**How to complete this task:**
Look through the records and copy each line that has "below" in it.

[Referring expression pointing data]
_____

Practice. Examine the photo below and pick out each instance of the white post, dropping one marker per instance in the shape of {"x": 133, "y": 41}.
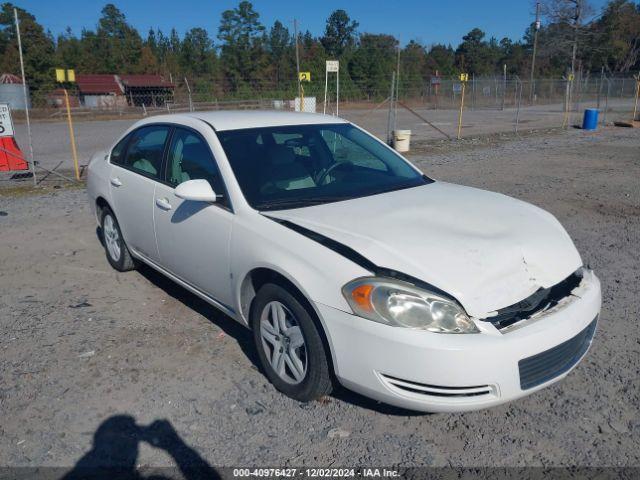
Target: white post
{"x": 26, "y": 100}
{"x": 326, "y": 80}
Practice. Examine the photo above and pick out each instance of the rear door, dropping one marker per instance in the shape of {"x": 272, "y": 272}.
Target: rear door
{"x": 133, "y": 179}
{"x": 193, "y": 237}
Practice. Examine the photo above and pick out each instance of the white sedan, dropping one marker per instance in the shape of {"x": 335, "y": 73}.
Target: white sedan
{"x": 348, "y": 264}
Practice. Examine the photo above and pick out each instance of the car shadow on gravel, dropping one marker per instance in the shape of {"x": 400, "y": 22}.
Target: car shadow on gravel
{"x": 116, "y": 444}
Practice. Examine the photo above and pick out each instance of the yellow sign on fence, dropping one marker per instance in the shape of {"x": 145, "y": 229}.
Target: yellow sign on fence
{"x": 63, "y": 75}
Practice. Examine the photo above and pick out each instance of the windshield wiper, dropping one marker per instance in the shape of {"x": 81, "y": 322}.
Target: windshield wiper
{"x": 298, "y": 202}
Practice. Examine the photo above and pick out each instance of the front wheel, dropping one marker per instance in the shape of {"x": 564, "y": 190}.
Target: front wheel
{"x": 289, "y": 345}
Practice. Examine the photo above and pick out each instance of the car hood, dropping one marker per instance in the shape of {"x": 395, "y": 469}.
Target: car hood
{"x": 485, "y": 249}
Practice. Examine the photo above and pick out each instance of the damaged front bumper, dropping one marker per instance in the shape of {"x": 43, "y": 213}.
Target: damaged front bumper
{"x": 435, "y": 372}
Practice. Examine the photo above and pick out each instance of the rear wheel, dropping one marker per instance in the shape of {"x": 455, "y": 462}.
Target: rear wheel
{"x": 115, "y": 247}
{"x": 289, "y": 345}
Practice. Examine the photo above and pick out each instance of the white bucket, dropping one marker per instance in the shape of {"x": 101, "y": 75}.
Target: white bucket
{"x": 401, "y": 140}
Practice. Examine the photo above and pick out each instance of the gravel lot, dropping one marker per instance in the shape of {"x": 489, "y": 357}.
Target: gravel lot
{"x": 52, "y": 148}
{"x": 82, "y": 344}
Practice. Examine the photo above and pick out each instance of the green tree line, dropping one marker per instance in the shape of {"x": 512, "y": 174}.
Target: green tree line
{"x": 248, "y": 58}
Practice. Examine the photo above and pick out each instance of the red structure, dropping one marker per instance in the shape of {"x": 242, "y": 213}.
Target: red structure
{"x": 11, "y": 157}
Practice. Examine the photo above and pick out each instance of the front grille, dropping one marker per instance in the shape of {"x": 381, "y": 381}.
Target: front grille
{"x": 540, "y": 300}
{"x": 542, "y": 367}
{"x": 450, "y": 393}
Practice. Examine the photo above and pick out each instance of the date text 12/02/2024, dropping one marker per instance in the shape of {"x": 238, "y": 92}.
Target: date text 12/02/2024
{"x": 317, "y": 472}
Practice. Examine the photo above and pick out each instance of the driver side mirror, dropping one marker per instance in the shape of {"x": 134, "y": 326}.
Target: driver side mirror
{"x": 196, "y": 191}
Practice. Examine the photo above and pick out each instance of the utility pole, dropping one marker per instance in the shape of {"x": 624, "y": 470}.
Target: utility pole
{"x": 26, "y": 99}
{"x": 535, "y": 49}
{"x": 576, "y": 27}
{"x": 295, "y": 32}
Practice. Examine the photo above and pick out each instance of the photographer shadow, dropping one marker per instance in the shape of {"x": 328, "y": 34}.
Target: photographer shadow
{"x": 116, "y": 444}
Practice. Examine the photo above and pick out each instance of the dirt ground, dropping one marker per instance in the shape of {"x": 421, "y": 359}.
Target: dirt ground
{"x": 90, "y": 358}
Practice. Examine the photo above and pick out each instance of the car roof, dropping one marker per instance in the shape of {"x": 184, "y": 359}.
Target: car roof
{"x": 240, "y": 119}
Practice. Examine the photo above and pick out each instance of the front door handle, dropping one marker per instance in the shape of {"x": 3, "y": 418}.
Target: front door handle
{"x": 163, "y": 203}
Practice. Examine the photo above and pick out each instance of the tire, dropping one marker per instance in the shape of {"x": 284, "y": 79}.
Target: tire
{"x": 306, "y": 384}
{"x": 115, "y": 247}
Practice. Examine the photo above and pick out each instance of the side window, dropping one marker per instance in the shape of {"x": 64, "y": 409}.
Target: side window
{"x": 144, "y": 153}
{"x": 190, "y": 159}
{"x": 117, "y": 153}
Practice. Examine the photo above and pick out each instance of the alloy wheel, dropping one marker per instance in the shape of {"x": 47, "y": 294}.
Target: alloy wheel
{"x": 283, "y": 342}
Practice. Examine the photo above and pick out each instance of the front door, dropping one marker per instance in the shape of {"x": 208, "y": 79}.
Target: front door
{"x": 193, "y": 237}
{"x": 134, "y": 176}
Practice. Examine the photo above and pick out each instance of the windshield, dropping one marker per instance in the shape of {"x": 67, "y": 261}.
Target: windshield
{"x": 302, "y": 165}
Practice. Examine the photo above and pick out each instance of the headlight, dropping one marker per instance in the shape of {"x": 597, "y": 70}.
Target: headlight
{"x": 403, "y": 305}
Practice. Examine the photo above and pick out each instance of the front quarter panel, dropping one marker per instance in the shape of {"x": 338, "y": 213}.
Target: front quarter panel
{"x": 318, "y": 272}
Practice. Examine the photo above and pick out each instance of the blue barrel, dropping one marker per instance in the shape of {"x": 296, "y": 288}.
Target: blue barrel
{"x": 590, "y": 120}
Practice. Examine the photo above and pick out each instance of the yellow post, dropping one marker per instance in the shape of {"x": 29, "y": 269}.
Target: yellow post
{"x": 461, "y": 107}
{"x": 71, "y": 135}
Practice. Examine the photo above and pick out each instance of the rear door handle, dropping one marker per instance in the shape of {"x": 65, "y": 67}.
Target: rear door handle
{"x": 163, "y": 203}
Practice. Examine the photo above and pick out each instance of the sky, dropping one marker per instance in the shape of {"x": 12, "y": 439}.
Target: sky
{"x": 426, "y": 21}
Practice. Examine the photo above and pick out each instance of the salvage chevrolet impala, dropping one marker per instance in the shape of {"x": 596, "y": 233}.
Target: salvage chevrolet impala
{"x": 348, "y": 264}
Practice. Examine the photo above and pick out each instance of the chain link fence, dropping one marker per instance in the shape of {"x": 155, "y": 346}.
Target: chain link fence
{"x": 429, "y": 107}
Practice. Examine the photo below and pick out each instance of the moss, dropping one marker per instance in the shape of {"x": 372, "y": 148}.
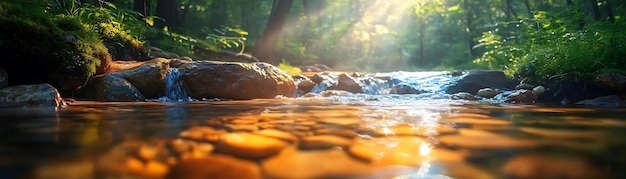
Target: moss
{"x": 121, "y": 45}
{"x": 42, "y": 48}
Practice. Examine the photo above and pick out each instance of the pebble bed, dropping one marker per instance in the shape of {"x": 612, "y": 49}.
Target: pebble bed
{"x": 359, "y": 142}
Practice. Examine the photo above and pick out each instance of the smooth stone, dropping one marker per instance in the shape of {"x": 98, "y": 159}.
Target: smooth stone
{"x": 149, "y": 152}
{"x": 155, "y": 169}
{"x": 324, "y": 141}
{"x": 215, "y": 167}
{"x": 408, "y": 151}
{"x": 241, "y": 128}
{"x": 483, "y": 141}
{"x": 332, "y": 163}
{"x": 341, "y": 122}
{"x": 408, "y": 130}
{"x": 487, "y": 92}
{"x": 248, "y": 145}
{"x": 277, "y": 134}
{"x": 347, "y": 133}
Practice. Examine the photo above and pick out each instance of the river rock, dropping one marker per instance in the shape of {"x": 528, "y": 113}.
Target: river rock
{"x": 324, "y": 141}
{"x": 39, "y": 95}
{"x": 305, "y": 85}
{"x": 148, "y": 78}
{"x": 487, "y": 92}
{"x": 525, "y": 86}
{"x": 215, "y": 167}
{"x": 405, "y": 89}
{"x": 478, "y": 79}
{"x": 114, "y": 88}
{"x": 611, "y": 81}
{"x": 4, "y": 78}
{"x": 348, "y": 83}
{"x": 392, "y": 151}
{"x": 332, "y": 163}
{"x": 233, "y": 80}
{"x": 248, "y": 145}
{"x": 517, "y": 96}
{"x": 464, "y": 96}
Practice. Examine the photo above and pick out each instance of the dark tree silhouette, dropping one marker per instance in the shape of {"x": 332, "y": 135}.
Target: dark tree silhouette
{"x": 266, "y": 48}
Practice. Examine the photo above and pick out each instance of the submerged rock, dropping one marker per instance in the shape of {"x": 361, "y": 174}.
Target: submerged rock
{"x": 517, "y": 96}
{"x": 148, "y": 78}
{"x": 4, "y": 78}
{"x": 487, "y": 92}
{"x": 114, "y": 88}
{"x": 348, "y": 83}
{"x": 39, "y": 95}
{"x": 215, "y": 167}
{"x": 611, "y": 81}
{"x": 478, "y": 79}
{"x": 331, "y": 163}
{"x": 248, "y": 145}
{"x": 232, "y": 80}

_____

**Solution:**
Practice. Examine the photo below and pick out each instance of the white post, dropping one marker per instance in the shape of {"x": 133, "y": 41}.
Practice. Examine the photo below and pick out each instance of the moss, dropping one marker per instance in the shape of {"x": 372, "y": 148}.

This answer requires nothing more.